→ **THE TASK**
Which lines below contain the string "bumper"? Report every one of them in full, treating uppercase and lowercase as different.

** Start of DATA EXCERPTS **

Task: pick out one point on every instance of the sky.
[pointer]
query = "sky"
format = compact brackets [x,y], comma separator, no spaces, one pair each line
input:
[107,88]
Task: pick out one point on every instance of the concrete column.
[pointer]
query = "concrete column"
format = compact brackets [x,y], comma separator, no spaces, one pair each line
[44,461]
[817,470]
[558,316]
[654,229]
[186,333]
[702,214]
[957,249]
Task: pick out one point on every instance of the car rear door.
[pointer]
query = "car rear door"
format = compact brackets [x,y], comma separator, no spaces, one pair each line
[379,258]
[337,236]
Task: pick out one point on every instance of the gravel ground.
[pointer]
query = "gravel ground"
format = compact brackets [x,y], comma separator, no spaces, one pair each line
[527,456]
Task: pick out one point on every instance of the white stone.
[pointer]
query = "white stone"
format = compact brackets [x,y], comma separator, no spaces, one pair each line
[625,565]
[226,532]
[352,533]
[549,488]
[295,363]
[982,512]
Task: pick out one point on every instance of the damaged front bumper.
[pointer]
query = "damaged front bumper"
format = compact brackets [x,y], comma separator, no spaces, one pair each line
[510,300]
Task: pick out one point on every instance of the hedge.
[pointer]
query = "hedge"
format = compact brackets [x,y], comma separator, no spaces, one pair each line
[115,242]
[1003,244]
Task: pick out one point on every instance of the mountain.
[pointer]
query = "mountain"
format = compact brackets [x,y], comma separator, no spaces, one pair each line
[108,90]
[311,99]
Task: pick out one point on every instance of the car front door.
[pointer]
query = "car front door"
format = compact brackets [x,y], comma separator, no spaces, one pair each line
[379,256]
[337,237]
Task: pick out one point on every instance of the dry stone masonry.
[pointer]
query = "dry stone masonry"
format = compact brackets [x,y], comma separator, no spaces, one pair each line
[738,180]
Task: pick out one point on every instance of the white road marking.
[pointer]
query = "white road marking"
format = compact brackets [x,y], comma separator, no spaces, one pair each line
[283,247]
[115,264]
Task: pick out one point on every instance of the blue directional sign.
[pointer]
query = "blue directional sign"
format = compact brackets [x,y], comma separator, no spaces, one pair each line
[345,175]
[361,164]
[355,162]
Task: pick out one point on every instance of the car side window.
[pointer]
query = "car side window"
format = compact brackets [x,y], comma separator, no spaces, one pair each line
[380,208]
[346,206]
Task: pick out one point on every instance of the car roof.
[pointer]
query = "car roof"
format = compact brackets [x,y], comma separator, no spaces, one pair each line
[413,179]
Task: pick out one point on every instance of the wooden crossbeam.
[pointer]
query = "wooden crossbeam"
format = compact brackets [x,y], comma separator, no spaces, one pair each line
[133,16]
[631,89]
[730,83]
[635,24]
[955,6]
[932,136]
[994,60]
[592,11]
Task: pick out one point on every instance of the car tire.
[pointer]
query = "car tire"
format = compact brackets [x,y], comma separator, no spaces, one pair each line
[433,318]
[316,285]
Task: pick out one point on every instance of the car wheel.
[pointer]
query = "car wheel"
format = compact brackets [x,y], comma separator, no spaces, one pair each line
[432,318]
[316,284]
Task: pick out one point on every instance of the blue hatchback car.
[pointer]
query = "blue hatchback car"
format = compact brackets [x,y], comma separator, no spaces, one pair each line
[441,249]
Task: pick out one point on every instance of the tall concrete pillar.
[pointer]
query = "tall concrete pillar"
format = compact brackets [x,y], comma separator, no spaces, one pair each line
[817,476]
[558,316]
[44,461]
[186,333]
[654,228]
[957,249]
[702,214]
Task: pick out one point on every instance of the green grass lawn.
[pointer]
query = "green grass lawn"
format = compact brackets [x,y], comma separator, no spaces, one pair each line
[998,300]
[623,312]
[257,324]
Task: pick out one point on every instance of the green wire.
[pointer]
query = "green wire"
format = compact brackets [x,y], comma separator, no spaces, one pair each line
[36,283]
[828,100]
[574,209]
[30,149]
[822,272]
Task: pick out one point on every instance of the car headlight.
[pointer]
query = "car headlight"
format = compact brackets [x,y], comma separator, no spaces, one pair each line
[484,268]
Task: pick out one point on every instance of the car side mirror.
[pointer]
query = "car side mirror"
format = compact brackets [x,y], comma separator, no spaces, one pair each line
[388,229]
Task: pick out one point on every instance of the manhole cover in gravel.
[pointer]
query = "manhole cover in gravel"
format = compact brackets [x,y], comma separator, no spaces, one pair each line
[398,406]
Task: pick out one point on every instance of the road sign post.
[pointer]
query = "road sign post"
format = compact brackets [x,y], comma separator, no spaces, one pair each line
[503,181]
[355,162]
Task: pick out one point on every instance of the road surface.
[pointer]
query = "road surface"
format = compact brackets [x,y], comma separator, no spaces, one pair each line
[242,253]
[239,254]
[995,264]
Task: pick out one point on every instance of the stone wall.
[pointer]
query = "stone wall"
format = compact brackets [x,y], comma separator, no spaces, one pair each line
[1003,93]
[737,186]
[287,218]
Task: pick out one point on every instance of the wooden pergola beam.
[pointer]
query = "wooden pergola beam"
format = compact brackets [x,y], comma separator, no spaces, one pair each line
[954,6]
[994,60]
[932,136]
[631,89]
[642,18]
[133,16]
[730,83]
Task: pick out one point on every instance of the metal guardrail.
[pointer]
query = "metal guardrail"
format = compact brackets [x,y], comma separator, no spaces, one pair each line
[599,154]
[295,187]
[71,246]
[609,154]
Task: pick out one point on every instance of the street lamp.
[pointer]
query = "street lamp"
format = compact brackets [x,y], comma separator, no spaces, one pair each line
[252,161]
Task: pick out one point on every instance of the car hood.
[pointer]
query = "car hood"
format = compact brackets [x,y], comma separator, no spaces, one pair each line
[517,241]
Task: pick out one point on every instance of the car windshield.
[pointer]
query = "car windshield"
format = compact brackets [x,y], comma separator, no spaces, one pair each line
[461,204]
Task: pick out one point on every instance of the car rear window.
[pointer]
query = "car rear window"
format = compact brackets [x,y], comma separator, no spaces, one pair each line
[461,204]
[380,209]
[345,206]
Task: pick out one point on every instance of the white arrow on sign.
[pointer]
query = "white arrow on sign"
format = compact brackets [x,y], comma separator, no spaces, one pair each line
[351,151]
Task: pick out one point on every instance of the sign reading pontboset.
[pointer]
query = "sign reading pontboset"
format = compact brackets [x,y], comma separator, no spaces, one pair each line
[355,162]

** End of DATA EXCERPTS **
** Start of DATA EXCERPTS **

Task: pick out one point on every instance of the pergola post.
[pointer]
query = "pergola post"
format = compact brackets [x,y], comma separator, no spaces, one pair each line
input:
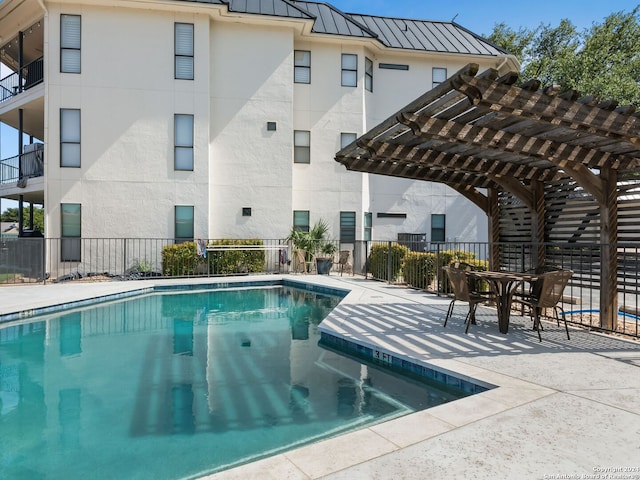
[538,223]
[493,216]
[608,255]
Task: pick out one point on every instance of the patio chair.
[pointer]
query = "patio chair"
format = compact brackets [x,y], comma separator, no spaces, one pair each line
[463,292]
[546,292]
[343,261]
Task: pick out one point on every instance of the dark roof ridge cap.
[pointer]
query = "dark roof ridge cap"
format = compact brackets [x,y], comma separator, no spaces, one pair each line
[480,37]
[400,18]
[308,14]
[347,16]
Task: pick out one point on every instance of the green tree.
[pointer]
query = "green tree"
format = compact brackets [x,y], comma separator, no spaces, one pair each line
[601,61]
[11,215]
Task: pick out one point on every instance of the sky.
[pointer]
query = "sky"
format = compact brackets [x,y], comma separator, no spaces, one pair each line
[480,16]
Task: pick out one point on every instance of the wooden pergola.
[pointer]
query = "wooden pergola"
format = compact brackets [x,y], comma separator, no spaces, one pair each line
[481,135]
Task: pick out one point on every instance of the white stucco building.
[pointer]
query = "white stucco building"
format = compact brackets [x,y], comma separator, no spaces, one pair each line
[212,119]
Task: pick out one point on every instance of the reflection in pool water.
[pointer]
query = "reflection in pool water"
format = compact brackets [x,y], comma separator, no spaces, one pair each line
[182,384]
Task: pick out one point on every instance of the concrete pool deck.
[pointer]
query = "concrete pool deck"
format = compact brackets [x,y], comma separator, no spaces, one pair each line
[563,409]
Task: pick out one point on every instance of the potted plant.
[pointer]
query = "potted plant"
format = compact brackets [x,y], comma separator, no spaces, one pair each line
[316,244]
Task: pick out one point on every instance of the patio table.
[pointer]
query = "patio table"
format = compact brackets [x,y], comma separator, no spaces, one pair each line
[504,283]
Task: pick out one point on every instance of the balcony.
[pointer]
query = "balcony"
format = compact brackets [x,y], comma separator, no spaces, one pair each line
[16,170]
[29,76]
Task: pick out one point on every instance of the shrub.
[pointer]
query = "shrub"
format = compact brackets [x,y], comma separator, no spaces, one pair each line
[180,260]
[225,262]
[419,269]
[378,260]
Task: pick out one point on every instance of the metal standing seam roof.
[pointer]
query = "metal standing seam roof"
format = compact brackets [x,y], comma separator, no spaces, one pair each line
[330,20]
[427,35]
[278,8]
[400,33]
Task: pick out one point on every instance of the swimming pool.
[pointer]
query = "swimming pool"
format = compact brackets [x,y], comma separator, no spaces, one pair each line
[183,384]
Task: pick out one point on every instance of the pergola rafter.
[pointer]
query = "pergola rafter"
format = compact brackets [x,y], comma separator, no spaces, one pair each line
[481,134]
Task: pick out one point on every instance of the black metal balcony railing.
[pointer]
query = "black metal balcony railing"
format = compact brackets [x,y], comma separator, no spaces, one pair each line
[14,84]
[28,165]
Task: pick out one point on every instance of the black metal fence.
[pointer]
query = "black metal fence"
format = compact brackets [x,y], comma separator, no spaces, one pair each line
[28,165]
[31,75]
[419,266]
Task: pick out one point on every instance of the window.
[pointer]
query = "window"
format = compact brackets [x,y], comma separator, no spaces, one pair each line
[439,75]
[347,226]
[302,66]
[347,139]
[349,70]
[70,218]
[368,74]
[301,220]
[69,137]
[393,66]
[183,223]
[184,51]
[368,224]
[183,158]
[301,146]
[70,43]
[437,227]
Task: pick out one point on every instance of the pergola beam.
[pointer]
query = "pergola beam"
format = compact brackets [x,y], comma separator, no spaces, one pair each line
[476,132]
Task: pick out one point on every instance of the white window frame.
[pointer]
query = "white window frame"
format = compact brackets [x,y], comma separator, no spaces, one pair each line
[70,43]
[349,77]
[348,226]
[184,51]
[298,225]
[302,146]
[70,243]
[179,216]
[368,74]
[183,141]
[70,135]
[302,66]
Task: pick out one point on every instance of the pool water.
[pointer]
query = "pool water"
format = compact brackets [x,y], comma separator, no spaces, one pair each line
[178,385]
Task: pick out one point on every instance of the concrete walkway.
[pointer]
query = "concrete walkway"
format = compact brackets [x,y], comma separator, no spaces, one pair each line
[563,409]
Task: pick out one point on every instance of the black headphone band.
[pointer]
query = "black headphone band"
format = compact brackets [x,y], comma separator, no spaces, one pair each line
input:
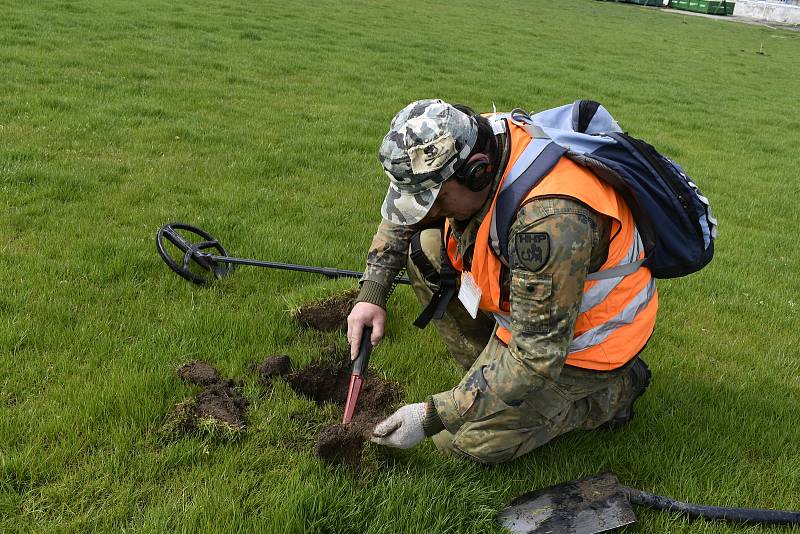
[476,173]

** End of DATA EXCERPTS **

→ **ANSWER FOR THE TASK**
Task: pick out one point on every instance of the damaged front bumper.
query = "damaged front bumper"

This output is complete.